### Requirements
Present the rows below as a Markdown table with the columns No and Text, starting at the row containing "Exercise. Point out the boardwalk" and ending at the row containing "<point>183,269</point>". Number each row and skip any blank ones.

### Records supplied
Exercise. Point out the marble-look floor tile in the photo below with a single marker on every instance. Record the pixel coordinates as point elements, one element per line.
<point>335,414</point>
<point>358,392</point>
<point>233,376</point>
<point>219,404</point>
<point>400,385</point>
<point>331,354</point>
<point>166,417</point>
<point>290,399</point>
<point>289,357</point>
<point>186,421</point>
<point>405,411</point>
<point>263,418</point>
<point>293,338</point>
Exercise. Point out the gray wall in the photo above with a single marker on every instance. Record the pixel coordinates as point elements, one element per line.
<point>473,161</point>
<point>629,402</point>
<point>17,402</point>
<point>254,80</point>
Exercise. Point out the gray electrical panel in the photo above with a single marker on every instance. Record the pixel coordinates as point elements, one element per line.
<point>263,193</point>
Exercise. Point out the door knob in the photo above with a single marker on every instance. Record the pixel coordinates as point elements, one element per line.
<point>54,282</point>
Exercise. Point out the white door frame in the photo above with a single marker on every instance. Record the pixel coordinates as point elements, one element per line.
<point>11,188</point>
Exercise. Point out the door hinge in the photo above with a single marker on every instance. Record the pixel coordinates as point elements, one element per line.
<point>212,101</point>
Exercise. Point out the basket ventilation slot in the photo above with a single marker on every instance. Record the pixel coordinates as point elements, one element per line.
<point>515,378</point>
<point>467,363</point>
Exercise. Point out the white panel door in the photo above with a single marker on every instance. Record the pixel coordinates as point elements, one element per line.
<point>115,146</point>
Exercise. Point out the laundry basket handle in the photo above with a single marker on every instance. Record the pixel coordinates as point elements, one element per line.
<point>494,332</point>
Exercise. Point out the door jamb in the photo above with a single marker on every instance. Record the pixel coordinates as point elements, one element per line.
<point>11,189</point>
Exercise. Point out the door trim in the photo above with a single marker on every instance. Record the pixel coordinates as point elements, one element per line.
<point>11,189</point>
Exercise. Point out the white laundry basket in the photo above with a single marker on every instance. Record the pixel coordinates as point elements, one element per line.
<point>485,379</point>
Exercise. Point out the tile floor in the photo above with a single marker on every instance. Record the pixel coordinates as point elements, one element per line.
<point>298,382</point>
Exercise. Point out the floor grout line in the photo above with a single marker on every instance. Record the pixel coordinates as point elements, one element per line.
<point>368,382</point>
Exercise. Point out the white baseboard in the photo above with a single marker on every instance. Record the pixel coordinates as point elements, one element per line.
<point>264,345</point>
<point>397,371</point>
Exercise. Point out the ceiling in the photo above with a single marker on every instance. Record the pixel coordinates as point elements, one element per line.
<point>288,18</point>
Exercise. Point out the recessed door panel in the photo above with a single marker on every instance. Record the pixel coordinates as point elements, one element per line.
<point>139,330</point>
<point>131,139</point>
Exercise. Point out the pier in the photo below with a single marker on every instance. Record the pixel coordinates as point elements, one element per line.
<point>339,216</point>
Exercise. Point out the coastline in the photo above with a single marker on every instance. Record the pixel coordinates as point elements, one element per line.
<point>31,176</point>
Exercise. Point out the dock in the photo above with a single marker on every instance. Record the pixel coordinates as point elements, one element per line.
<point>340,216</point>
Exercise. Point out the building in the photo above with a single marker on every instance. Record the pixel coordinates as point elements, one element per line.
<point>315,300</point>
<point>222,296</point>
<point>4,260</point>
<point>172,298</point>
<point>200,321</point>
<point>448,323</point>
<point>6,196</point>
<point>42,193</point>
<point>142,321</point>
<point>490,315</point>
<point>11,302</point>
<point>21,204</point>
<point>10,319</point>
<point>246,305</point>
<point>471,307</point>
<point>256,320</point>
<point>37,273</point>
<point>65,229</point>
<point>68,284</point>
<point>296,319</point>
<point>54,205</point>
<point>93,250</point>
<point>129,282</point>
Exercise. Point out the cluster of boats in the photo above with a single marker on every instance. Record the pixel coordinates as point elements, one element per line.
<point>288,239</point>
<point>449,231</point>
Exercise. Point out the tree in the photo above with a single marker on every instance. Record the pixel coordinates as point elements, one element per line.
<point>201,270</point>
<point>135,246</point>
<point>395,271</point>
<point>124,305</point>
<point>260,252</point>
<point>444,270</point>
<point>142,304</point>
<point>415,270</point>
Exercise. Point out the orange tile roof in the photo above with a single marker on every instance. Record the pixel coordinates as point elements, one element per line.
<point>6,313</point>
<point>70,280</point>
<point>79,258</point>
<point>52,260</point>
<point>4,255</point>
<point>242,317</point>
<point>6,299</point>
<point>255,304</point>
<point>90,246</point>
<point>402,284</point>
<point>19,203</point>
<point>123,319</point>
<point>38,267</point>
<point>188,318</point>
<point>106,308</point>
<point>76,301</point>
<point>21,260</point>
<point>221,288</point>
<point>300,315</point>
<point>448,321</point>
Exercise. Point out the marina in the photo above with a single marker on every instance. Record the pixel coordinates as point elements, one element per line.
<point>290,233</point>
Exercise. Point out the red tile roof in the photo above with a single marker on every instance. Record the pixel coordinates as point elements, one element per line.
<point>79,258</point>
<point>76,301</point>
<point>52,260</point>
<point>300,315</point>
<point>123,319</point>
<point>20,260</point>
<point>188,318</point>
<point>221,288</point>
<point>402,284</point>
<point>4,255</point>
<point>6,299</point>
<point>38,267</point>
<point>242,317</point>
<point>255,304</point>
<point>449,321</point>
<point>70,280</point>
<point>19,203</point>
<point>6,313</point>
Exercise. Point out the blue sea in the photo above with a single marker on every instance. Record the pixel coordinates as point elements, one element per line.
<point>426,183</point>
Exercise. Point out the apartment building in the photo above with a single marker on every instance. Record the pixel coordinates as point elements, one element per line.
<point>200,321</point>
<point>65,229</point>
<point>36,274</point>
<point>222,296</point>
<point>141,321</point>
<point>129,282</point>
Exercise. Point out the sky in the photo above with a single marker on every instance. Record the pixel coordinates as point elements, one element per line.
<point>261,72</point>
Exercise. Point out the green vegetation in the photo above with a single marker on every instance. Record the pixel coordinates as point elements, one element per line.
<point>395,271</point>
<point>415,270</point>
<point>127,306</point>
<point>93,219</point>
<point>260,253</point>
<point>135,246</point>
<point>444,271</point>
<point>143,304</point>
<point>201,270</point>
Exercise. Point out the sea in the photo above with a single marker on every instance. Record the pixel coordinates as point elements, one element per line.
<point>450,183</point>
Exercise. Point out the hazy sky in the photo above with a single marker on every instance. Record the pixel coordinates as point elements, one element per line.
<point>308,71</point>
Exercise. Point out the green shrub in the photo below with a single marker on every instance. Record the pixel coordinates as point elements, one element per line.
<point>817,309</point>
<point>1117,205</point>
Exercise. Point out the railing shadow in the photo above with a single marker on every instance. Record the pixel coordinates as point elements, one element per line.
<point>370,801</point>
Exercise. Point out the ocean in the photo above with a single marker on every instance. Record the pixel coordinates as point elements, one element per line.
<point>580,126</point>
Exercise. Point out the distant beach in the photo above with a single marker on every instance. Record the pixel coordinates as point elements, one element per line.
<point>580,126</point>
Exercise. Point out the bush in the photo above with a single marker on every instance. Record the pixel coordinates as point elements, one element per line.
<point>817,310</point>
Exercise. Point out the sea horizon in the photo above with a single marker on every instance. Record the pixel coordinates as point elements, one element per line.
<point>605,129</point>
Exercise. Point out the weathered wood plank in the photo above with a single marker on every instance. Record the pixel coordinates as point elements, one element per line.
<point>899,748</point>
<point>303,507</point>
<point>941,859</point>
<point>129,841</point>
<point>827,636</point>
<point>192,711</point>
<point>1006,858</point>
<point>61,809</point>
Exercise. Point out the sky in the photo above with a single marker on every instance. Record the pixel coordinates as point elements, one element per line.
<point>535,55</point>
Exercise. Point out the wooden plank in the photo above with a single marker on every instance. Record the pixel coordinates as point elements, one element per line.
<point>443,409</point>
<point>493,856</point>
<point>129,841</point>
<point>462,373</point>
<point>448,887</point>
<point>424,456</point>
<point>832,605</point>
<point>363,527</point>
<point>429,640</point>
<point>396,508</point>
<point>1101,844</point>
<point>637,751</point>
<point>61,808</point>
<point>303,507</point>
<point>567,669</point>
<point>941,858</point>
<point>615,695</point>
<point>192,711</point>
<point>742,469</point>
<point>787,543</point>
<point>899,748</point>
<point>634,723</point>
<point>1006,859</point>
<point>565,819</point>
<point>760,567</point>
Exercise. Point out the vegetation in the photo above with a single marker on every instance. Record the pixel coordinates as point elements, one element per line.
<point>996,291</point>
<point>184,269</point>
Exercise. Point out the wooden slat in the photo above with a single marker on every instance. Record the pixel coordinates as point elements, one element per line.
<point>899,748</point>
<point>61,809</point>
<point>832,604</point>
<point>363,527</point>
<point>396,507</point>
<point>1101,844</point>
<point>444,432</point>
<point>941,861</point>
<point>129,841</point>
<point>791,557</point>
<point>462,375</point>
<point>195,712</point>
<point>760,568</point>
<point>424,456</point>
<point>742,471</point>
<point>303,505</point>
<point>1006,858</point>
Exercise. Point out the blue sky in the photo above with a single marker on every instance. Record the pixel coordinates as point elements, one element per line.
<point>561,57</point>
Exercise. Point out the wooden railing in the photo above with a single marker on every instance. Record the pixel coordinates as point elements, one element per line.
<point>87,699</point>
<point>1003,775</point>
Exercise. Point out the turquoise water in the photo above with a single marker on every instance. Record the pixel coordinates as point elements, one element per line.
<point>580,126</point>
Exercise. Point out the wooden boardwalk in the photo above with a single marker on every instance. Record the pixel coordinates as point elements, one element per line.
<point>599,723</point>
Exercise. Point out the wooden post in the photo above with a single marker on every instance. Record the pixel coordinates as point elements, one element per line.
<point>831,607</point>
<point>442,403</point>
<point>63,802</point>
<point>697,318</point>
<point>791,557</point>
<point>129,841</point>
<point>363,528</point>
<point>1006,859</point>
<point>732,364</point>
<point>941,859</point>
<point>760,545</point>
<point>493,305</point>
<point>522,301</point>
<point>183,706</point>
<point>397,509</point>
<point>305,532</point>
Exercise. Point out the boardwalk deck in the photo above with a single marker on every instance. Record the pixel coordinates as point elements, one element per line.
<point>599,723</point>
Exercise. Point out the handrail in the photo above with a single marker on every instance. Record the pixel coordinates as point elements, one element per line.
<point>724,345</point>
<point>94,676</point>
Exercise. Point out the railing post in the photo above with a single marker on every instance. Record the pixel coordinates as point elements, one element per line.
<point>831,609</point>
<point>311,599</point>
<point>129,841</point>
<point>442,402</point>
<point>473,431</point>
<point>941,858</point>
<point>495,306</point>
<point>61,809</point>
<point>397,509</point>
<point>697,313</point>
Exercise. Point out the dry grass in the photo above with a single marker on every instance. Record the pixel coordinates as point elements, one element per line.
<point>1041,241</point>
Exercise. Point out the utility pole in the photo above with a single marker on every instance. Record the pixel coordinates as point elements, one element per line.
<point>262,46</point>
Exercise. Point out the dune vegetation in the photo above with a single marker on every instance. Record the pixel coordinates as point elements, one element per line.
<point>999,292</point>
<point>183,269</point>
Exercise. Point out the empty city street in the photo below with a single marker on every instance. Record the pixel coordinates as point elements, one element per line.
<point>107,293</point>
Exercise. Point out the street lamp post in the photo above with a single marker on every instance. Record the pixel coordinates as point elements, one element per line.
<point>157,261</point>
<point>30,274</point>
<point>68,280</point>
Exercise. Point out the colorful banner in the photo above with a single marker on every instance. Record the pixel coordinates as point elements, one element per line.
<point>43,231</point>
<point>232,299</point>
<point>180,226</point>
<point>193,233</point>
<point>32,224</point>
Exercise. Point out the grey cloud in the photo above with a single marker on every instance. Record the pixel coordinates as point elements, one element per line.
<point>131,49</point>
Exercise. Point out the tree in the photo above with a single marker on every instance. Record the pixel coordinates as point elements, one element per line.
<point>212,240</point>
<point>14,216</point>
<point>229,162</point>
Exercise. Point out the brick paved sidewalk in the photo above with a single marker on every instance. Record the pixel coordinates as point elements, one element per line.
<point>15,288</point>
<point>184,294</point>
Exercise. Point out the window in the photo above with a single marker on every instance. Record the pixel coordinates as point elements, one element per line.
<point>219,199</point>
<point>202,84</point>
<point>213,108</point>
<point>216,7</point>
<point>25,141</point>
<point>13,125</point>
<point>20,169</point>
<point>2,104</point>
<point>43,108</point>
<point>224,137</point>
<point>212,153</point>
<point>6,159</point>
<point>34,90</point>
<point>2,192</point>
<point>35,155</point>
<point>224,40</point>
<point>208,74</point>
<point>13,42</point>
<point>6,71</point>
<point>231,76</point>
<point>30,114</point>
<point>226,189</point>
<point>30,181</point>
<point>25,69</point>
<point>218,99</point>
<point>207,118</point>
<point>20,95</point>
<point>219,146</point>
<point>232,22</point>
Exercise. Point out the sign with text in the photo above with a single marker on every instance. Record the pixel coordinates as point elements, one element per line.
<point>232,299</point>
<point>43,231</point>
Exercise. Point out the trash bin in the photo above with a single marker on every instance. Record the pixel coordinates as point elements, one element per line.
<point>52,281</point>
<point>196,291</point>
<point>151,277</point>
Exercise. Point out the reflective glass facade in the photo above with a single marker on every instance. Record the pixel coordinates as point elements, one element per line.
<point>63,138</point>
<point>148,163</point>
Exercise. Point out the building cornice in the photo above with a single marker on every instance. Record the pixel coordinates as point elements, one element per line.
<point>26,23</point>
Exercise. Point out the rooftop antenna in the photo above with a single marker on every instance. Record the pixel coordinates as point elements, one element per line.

### Response
| No | Text |
|---|---|
| 1 | Exercise. Point out the boardwalk deck in the photo above with a single marker on every instance. Record the pixel coordinates as point elements, one element per line. |
| 2 | <point>599,723</point> |
| 3 | Exercise. Point out the handrail in the photo above with a single marker on every instance. Record the pixel coordinates as point elements, one element per line. |
| 4 | <point>724,345</point> |
| 5 | <point>94,676</point> |
| 6 | Exercise. Point out the railing post in the photo above with a single marker on every instance. Record the pixel coordinates as point elements, one element per line. |
| 7 | <point>831,609</point> |
| 8 | <point>311,599</point> |
| 9 | <point>129,841</point> |
| 10 | <point>442,402</point> |
| 11 | <point>473,431</point> |
| 12 | <point>941,858</point> |
| 13 | <point>495,306</point> |
| 14 | <point>61,809</point> |
| 15 | <point>397,509</point> |
| 16 | <point>697,313</point> |
| 17 | Exercise. Point out the dry grass in the photo above with a single marker on every instance. Record the pixel coordinates as point elements, one element per line. |
| 18 | <point>1041,241</point> |
| 19 | Exercise. Point out the utility pole in the photo above with a single marker on every instance. Record the pixel coordinates as point elements, one element per line. |
| 20 | <point>262,46</point> |
| 21 | Exercise. Point out the dune vegetation in the photo above with a single marker on every instance. Record the pixel coordinates as point elements, one element per line. |
| 22 | <point>999,292</point> |
| 23 | <point>183,269</point> |